▸ Text segment

◇ ◇ ◇ ◇ ◇

All experimental procedures in this study were approved by the Institutional Review Board of Sichuan Agricultural University (IRB14044) and conducted in accordance with the ethical guidelines and regulations established by the Institutional Animal Care and Use Committee. The study was performed under permit number DKY-B20220358. The ethical review and approval covered all samples and treatments reported in this paper. We have complied with all relevant ethical regulations for animal use.

Sample collection and sequencing

A 12-month-old female Neijiang pig was selected from the standardized breeding population at the Chinese National Neijiang Pig Genetic Resources Conservation Farm (Neijiang, Sichuan, China). The longissimus dorsi muscle was collected within 30 min post-slaughter for DNA sequencing to support T2T genome assembly and subsequent analyses. In addition, to facilitate gene annotation, tissue samples from seven organs of one 12-month-old female Neijiang pig were collected for RNA-seq, and tissue samples from six organs of another 12-month-old female Neijiang pig were collected for Iso-seq (Isoform Sequencing). All pigs in this study were humanely slaughtered according to the Chinese National Standard GB/T 22569-2008, the Technical Specification for the Humane Slaughter of Pigs. The procedure involved immediately rendering the pigs unconscious via electrical stunning, followed by exsanguination through sticking within 15 seconds after stunning.

To analyze the population structure and inbreeding level of Neijiang pigs and further investigate their reproductive performance, a total of 115 individuals with complete breeding records were selected from the National Neijiang Pig Genetic Resources Conservation Farm (Neijiang, China). Ear tissue samples were collected and subjected to whole-genome DNA sequencing. The resulting data were used for population structure analysis, inbreeding coefficient estimation, and GWAS.

The Shizitou-type (SZT) Neijiang pig represents a nearly extinct subpopulation within the breed. To define the extreme morphological differences between SZT and Erfangtou-type (EFT) individuals, classification criteria were established based on typical head features: individuals with snouts nearly level with the forehead and with prominently raised forehead wrinkles were defined as extreme SZT; individuals with snouts clearly protruding and misaligned with the forehead, and with few or no forehead wrinkles, were defined as extreme EFT. Based on these criteria, eight Neijiang pigs with markedly different head morphologies were selected from the conservation population and subjected to high-depth whole-genome sequencing (100×) to investigate the genetic basis underlying head phenotype variation.

Library preparation and sequencing

High-molecular-weight DNA was extracted from muscle tissue using a long-fragment column-based method for constructing PacBio HiFi, Hi-C, and ONT libraries (Table 1).

◇ ◇ ◇ ◇ ◇

[Saved entries]
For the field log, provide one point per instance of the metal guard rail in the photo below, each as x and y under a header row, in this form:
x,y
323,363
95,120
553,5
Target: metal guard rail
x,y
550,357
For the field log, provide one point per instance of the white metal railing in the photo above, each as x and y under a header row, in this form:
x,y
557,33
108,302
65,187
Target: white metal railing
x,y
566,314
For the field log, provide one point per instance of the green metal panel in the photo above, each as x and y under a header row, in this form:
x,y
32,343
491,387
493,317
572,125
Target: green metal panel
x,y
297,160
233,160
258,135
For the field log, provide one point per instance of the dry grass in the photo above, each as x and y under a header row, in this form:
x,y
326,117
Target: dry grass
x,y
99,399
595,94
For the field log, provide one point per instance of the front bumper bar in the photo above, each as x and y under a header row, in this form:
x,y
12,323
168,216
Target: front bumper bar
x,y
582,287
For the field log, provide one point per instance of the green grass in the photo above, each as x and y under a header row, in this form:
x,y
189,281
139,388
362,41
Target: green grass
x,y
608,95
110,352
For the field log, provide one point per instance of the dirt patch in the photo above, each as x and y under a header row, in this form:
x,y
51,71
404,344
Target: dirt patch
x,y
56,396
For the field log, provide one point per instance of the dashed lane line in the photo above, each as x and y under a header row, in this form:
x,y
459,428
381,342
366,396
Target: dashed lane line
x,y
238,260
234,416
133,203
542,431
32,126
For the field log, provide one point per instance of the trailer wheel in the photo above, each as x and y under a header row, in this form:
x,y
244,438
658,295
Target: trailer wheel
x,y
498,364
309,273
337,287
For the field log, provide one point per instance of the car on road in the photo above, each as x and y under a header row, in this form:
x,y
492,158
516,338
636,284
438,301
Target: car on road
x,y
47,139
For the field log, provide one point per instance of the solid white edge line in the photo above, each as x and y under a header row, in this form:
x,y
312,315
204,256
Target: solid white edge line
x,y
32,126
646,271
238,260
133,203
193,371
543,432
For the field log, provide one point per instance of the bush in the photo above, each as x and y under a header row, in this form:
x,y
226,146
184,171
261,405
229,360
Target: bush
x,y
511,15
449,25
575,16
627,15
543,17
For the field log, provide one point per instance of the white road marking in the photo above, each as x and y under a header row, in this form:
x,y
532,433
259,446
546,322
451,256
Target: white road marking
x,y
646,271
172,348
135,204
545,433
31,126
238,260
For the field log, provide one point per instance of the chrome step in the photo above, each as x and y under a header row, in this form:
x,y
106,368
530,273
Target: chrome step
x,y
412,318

◇ ◇ ◇ ◇ ◇

▸ What this exercise asks
A. In the Neijiang pig methods text above, list the analyses for which the whole-genome sequencing data from the 115 individuals were used.
B. According to the Neijiang pig methods text, at what sequencing depth were the eight pigs with markedly different head morphologies sequenced?

▸ Answers per task
A. Population structure analysis, inbreeding coefficient estimation, and GWAS.

B. They were sequenced at high depth (100×).